● **WRITTEN EXERCISE**: In the review of the film below, find every movie it names as coming before Blockers in approaching its ideas from a female perspective, and list them all.

● **DOCUMENT PASSAGE**:
* start *
Ah, prom night. It’s most magical evening of your high school life, that most coveted event in every high school student’s four-year career, filled with all manner of awkwardly dance moves, spiked punch bowls, after-parties at that rich senior’s lake house, and – of course – the chance to lose your virginity to someone you’ll realize about a week later still lets their parents dress them.

Hollywood has a long and storied tradition of turning high school into the stuff of R-rated hilarity, from the crude, pastry-violating antics of American Pie to the underseen gawkiness of Premature; prom night is always, in filmmaking terms, the comedic pièce de résistance, overflowing with sight gags and shenanigans. Blockers, the directorial debut of Pitch Perfect screenwriter Kay Cannon, plays in a similar sandbox but, at the same time and in a truly remarkable turn of events, feels like a modern, sharp-minded evolution of the subgenre, one that mines prom night in all its miserable mania for maximum laughs without peddling in any of the sexist, ugly tropes that have often underpinned past American Pie-esque efforts.

How’s that? It’s simple, really. Like Bachelorette, Bridesmaids, Trainwreck, Bad Moms, and Girls Trip before it, Blockers approaches these ideas from a female perspective and in doing so switches out the chauvinistic ingredients of prom-coms past for something both different and patently better: forthright, unabashed female empowerment.

Unlike past prom-night bacchanalias, the movie focuses on three high-school girls, lifelong friends, who make a tongue-in-cheek pact to do the nasty on the big night (refreshingly) for little reason more than that they want to. Diverging from the horny-dude hysteria that underlined American Pie and past movies in this genre, Blockers constructs three thoughtful, funny-as-hell, and matter-of-factly mature female protagonists. Julie (Kathryn Newton, pitch-perfect) knows she’s ready to have sex with her boyfriend of six months. Kayla (Geraldine Viswanathan, the movie’s devious wild card) doesn’t want to put too much value on her first time and is gung-ho about the prospect, especially if she can hand-pick the man she wants and have some fun. And Sam (Gideon Adlon, nailing her character’s sweeter, more innocent side without ever depriving her of her power), though still in the process of figuring out her sexuality, is exercising her autonomy in deciding to join the pact, a point illustrated in a wonderful exchange wherein Julie and Kayla assure Sam they have no intention of peer-pressuring her.

In this scene and many others, Blockers handles the relationships between these young friends with a warmth and attention that comes across as love.

As written by Cannon, Julie, Kayla and Sam are an astoundingly funny trio of high-school heroines to follow; as their prom night unfolds, earmarked by the same spectacular mishaps we’ve come to expect from these comedies (a pedal-to-the-metal limo driver here, a bag full of drugs there), it’s heartwarming to watch three clever, capable young women getting their turn at the kind of antic-filled night out usually reserved on screen for dudes.
* end *
● **RECORDS**:
* start *
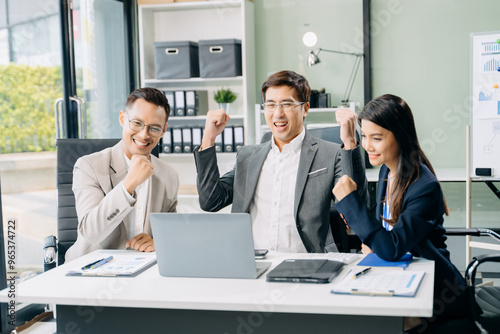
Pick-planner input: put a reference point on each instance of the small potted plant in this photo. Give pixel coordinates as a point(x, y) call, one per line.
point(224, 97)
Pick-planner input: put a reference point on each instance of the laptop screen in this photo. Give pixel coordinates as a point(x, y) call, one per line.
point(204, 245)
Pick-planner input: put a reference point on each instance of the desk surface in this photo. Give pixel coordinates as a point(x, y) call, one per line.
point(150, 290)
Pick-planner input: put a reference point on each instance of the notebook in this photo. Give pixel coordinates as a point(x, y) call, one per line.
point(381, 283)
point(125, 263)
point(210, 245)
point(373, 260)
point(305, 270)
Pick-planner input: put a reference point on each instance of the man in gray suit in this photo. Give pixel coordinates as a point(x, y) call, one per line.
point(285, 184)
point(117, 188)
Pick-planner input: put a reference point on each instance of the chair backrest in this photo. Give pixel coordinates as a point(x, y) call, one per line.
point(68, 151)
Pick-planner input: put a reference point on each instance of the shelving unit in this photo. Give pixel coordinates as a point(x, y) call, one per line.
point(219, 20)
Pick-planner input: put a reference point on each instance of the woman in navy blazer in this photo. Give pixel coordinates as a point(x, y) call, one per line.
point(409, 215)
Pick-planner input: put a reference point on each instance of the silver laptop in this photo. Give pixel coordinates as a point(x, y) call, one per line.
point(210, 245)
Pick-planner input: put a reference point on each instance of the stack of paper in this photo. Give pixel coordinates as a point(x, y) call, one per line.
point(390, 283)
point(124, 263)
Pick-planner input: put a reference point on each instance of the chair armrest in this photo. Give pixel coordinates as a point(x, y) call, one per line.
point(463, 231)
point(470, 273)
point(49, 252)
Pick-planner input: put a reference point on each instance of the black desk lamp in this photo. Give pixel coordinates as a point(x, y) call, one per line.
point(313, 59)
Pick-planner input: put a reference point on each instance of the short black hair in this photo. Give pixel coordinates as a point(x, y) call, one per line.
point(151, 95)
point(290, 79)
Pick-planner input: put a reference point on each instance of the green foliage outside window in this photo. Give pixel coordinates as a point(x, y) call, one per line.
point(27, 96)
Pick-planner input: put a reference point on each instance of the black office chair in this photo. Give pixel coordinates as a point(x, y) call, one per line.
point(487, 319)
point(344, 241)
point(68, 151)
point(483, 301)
* end *
* start *
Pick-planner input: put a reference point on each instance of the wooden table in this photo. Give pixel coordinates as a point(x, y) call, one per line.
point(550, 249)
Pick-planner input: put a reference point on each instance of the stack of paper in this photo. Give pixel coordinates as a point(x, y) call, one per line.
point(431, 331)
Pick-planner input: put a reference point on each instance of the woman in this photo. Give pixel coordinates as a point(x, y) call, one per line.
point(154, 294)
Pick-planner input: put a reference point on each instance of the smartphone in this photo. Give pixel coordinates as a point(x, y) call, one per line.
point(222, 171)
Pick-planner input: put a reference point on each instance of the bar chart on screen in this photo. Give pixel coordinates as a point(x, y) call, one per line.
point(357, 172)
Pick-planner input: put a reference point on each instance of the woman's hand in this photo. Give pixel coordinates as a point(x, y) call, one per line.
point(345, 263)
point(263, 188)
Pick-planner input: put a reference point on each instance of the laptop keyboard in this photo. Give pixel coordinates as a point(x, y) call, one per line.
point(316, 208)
* end *
* start *
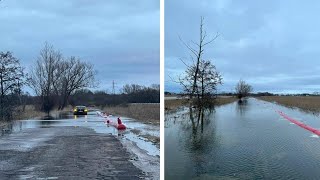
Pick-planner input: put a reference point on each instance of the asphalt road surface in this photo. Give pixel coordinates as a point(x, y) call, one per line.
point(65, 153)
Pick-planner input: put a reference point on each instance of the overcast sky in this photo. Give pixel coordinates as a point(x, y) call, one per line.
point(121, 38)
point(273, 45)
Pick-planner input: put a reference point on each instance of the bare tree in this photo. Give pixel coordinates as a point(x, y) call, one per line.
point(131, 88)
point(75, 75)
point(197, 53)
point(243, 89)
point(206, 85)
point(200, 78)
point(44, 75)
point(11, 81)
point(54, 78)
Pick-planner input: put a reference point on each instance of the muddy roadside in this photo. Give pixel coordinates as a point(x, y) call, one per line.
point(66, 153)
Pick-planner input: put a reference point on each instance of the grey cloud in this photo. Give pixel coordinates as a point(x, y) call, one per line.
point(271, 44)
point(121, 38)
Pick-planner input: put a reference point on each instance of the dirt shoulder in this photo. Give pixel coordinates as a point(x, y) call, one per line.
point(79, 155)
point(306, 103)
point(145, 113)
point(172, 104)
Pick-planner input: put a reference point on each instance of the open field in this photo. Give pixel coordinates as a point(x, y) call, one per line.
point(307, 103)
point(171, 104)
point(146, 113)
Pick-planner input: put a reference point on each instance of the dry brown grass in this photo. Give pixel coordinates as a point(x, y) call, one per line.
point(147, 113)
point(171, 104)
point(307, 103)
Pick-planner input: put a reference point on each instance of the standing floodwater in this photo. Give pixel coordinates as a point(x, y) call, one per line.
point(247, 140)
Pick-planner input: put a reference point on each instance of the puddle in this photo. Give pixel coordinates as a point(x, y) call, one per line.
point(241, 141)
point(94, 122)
* end *
● **ANSWER FOR THE TASK**: Bachelorette, Bridesmaids, Trainwreck, Bad Moms, Girls Trip